[[ Extracted entries, beginning ]]

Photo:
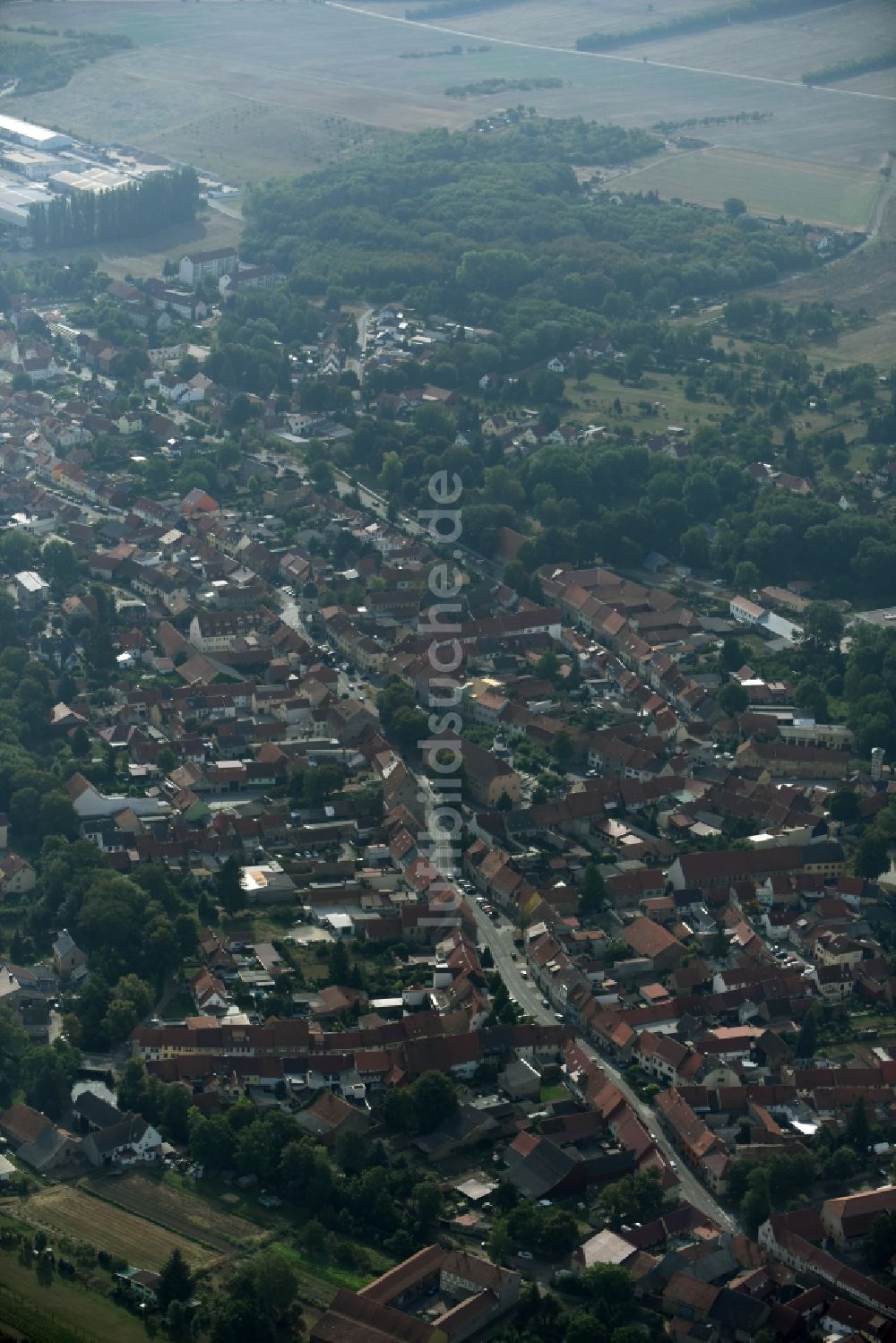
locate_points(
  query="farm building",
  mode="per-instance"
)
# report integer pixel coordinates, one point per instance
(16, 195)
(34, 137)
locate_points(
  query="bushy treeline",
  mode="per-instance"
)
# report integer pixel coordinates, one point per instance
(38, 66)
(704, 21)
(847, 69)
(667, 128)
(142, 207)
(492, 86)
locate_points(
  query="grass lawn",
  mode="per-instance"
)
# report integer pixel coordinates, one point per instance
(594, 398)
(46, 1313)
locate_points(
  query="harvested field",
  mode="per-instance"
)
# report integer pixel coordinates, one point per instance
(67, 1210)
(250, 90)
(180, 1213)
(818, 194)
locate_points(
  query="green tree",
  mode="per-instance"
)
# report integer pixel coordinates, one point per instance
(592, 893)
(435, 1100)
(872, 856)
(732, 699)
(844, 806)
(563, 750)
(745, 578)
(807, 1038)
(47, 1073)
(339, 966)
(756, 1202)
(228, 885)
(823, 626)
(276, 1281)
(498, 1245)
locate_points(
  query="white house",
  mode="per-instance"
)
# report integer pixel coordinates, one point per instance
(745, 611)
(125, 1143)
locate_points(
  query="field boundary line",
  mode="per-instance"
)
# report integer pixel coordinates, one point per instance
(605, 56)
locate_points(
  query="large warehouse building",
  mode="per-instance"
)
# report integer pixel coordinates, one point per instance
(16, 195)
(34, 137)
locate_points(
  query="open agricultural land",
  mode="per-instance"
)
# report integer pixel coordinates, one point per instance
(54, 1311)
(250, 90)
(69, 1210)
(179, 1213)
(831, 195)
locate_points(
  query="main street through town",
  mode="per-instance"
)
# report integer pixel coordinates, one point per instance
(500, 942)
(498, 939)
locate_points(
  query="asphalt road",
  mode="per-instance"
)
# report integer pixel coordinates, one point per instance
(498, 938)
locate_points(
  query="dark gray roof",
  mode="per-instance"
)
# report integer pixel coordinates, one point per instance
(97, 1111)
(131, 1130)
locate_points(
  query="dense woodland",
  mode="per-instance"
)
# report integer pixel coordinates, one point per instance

[[ Extracted entries, end ]]

# [Task details]
Each record above is to be returned unchanged, while any picture it holds stays out.

# [Completed exercise]
Photo:
locate_points(
  query="farm building",
  mode="per-instance"
)
# report integer pixel coordinates, one point per instance
(16, 195)
(34, 137)
locate_points(
  query="bushy treeline",
  mode="per-instance"
)
# report integer pixel coordinates, one point per instance
(38, 66)
(704, 21)
(847, 69)
(667, 128)
(142, 207)
(492, 86)
locate_points(
  query="grass lawn",
  mode="per-instance"
)
# report integer pixel coordinates, one point per instance
(594, 398)
(46, 1313)
locate_points(
  query="harvested field",
  mode="per-instance"
)
# report integer pixel coordinates, one point per instance
(67, 1210)
(250, 90)
(180, 1213)
(818, 194)
locate_points(
  query="green tree",
  mode="per-instance"
)
# report integer pixel coordinates, one point per instance
(592, 893)
(435, 1100)
(872, 856)
(732, 699)
(844, 806)
(563, 750)
(745, 578)
(807, 1038)
(47, 1073)
(339, 966)
(756, 1202)
(228, 885)
(823, 626)
(276, 1281)
(498, 1245)
locate_points(
  query="white house",
  mode="per-instance"
)
# report integer pixel coordinates, one point per instance
(745, 611)
(125, 1143)
locate_points(
  query="field boundary line",
  mode="per-instance"
)
# report integer pixel coordinates, one point per instance
(605, 56)
locate_points(
  query="large warehouse building",
  mode="per-instance"
)
# report integer pixel coordinates, one point per instance
(16, 195)
(34, 137)
locate_points(
  query="open agricultural land",
  mode="per-instance"
)
# report integer pixel coordinates, one point per instance
(54, 1311)
(250, 90)
(69, 1210)
(179, 1213)
(831, 195)
locate_points(
  query="main street through town",
  mode="per-instance"
)
# report integer pixel coordinates, one point per instance
(500, 942)
(498, 939)
locate_points(
  query="asphalt road",
  mode="per-instance"
)
# report integer pixel coordinates, one point per instance
(498, 938)
locate_points(
  query="dark gray roof",
  mode="per-instance"
)
# report integer pixel coordinates, one point per instance
(97, 1111)
(131, 1130)
locate_points(
  query="dense woodland",
  mode="per-instance"
)
# report integer pixel coordinates, one point per instance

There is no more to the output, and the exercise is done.